Starting at the line that contains "Pick out every instance of the mountain", transcribe every remaining line of the entries exactly, including the last one.
** Begin Supplied data **
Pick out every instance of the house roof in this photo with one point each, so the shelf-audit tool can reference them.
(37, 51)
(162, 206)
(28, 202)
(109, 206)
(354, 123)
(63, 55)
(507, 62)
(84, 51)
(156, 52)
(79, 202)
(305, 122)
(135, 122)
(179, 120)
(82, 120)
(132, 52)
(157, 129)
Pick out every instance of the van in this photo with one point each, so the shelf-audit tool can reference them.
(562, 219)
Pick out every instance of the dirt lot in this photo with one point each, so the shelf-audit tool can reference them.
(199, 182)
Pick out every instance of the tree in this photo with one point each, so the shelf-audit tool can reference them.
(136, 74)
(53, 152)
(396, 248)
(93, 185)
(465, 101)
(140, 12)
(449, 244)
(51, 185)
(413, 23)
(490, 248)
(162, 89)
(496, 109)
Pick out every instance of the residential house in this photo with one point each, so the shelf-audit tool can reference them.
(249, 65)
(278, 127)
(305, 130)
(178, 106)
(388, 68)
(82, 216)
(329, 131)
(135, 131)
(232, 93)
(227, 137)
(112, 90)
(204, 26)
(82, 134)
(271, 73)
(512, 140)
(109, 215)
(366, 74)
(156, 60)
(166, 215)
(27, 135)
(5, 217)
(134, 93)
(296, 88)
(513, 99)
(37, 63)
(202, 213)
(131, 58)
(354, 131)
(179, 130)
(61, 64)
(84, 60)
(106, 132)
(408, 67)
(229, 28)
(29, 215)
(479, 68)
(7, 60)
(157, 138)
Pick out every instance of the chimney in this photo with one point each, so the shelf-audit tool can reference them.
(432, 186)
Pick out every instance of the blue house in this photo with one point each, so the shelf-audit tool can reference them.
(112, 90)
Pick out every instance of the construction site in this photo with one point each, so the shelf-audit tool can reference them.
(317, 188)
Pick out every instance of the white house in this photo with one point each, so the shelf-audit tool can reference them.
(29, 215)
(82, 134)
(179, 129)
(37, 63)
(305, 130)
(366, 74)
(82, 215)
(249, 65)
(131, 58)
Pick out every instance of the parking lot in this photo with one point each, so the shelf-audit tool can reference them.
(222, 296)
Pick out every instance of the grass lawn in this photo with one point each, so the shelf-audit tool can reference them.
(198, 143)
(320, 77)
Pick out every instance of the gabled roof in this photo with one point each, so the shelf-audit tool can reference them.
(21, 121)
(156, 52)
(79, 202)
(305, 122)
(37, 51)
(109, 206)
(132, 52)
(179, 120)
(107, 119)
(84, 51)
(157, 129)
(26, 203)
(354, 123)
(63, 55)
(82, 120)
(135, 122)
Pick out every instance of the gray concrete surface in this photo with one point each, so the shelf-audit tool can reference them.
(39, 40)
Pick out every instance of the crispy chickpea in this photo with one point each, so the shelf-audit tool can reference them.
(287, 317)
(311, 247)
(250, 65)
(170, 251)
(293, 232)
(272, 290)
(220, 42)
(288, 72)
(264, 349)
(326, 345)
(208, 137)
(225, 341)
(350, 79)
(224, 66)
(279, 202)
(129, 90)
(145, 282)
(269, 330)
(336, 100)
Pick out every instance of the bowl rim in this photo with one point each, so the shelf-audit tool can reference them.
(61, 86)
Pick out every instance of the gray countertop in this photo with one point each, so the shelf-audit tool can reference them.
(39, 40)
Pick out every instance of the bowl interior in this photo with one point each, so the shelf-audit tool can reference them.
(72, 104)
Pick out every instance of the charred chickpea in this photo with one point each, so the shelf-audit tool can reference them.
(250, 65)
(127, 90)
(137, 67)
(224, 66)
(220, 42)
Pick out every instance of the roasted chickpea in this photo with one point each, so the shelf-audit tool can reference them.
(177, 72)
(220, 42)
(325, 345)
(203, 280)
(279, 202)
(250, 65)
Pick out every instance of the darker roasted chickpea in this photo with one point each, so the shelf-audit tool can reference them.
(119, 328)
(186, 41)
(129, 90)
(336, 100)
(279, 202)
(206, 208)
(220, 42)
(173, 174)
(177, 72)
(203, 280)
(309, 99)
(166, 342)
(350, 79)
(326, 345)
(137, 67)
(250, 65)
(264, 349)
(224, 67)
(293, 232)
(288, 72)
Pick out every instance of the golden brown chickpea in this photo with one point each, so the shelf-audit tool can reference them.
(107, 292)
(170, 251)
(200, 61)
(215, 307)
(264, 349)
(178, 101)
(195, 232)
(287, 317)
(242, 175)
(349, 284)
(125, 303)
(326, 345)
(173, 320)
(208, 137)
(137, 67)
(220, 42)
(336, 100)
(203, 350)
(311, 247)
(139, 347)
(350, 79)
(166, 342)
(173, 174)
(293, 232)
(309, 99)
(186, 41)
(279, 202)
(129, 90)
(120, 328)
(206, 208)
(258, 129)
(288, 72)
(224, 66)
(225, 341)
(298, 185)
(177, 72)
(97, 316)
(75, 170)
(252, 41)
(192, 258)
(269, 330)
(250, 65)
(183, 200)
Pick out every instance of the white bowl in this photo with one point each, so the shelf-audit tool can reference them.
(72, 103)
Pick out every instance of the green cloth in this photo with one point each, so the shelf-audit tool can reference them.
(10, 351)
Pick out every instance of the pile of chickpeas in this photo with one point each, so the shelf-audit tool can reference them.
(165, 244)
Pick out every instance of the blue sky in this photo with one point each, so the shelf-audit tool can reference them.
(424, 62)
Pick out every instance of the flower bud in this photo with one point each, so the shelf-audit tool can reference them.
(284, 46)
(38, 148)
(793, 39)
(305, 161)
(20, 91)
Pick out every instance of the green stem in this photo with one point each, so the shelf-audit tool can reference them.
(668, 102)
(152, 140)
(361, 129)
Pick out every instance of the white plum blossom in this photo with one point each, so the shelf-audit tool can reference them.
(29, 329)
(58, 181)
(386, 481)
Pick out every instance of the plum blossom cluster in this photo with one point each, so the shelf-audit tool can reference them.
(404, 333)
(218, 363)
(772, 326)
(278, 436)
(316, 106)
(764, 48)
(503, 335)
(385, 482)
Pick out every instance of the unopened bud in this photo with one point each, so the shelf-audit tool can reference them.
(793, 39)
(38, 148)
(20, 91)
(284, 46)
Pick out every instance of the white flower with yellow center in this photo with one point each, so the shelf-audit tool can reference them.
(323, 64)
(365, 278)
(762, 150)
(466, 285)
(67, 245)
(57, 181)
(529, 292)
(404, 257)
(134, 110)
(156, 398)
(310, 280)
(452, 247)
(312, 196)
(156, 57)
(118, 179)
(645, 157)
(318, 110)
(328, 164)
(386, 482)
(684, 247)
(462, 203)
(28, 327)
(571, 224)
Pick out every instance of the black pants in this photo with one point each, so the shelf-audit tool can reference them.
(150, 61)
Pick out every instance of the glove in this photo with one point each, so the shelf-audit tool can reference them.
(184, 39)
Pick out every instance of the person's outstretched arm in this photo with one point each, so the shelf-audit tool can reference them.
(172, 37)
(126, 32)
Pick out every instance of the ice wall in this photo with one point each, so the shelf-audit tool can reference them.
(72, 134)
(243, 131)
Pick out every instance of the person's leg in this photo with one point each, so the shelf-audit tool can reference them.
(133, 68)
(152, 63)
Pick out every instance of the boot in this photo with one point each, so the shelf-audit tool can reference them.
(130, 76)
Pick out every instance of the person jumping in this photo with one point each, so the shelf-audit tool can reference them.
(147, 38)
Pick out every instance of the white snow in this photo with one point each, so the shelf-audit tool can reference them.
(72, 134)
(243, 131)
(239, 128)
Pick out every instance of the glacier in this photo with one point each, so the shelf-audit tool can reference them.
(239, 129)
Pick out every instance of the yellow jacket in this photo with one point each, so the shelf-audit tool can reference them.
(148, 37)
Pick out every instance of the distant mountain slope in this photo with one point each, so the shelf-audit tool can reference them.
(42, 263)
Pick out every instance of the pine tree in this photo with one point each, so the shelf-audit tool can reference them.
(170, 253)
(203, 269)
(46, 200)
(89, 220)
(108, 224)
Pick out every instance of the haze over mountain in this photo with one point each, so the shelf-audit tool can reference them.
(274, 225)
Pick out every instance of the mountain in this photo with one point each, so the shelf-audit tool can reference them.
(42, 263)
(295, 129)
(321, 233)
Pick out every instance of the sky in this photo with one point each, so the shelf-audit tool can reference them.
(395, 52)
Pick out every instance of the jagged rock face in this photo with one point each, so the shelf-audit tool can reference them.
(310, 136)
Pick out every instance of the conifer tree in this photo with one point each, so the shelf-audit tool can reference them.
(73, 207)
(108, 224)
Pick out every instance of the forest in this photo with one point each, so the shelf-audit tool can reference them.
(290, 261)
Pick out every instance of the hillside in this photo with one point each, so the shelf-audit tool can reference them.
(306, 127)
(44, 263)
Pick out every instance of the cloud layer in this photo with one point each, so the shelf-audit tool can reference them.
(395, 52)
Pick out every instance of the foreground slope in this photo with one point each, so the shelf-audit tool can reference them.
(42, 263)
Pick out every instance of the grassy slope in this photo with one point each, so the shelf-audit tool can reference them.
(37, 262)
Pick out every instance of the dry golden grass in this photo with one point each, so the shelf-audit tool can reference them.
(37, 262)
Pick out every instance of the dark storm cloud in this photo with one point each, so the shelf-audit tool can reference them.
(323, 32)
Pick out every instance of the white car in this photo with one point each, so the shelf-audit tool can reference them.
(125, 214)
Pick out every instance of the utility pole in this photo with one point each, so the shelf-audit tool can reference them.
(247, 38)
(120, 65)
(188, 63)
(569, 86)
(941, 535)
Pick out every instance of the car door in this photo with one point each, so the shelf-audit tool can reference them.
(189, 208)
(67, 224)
** End Supplied data **
Response below ->
Pick out every instance of the mountain in this photo with one point each, so the shelf-audit tool can reference them.
(42, 263)
(295, 129)
(321, 233)
Pick out every instance of the sky in this photo with one point each, so the shelf-audit tool can reference them.
(395, 52)
Pick out every instance of the jagged rock face in this photo with one point each, so the shelf-audit tool can reference them.
(310, 136)
Pick out every instance of the conifer tree in this photo with one point each, so the shelf-audit tool can reference them.
(73, 207)
(108, 224)
Pick out every instance of the forest in this photo with one point each, so the shelf-audit tool can reference them.
(290, 261)
Pick out every instance of the hillside in this photo with one point each, so the shelf-audit tool can reference them.
(306, 127)
(44, 263)
Pick out every instance of the cloud layer in this photo with one point each, so the shelf-audit tool can reference them.
(395, 52)
Pick out every instance of the foreground slope in this photo with one point each, so the shelf-audit tool can reference them.
(42, 263)
Pick out every instance of the grassy slope in this photo with one point each, so the shelf-audit tool can reference them.
(37, 262)
Pick out every instance of the dry golden grass in this photo with one point each, so the shelf-audit tool can reference them.
(37, 262)
Pick out every instance of the dark storm cloud in this photo with one point each, so the shelf-audit tool can reference them.
(323, 32)
Pick out every instance of the white car in this photo with one point each, so the shelf-audit tool can reference them.
(125, 214)
Pick out every instance of the utility pole in this photo with one point each, so the shelf-audit tool can reference them.
(247, 38)
(120, 65)
(188, 63)
(569, 86)
(941, 535)
Pick out every instance of the car door in this photo with one point each, so the shelf-audit tool can reference them.
(189, 208)
(67, 224)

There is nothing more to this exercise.